**DOCUMENT SECTION**

— begin —

# Rut activity Floyd County



## cooker338 (Nov 11, 2010)

I've been working the past week and haven't had time to get in the woods. Has anyone seen any chasing or rutting activity? I counted 7 scrapes last weekend but didn't see any buck chasing yet


----------



## anicho (Nov 12, 2010)

Nothing in my neck of the woods yet


----------



## ddawg (Nov 18, 2010)

Still nothin I armuchee


----------



## meherg (Nov 20, 2010)

just got back from cossa valley area 4 days in the stand nothing but small bucks chasing sign every where the week after thanksgiving should be good


----------



## brandees4 (Nov 24, 2010)

still no running in floyd


----------



## ABAC33 (Nov 24, 2010)

brandees4 said:


> still no running in floyd



May want to check again.


----------



## brandees4 (Nov 24, 2010)

— end —

**EXERCISE SET**
1. Answer these questions about the rut activity thread:
(a) How many scrapes did cooker338 count last weekend?
(b) How many days did meherg spend in the stand?
(c) According to meherg, which week should be good?
2. Copy out the rut activity thread starting with "I've been working" and going on through "(Nov 12, 2010)", swapping "scrapes" out for "rubs".

Dataset excerpt
— begin —

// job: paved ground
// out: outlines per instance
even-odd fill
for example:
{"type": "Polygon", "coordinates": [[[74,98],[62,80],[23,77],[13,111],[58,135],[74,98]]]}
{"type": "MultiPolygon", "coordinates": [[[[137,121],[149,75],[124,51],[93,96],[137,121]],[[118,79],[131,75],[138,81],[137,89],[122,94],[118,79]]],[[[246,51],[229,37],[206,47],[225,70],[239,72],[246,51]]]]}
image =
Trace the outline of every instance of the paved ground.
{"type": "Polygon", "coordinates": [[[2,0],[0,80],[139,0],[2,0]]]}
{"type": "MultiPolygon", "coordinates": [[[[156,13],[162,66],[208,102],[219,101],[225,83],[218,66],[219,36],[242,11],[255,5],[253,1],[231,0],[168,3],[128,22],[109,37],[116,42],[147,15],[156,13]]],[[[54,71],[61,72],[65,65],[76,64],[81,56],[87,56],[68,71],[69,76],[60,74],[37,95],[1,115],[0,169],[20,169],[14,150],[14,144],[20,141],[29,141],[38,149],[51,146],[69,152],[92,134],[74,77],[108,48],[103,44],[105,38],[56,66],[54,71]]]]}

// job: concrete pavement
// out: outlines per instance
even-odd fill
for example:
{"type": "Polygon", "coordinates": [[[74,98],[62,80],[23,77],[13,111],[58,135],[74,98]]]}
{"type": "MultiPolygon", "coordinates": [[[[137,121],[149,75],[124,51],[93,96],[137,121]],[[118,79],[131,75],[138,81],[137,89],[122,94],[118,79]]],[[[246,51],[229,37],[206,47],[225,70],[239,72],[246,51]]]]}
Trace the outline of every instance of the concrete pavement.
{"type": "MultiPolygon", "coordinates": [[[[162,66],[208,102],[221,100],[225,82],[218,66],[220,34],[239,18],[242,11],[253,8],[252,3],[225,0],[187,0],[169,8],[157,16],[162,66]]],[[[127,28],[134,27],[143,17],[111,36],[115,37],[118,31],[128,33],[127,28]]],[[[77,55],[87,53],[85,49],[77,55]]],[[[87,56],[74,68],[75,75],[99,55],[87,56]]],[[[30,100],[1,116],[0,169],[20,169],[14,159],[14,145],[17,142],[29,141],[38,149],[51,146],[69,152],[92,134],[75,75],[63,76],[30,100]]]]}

— end —

**RESPONSES IN ORDER**
1.
(a) 7
(b) 4 days
(c) The week after Thanksgiving

2.
I've been working the past week and haven't had time to get in the woods. Has anyone seen any chasing or rutting activity? I counted 7 rubs last weekend but didn't see any buck chasing yet


----------



## anicho (Nov 12, 2010)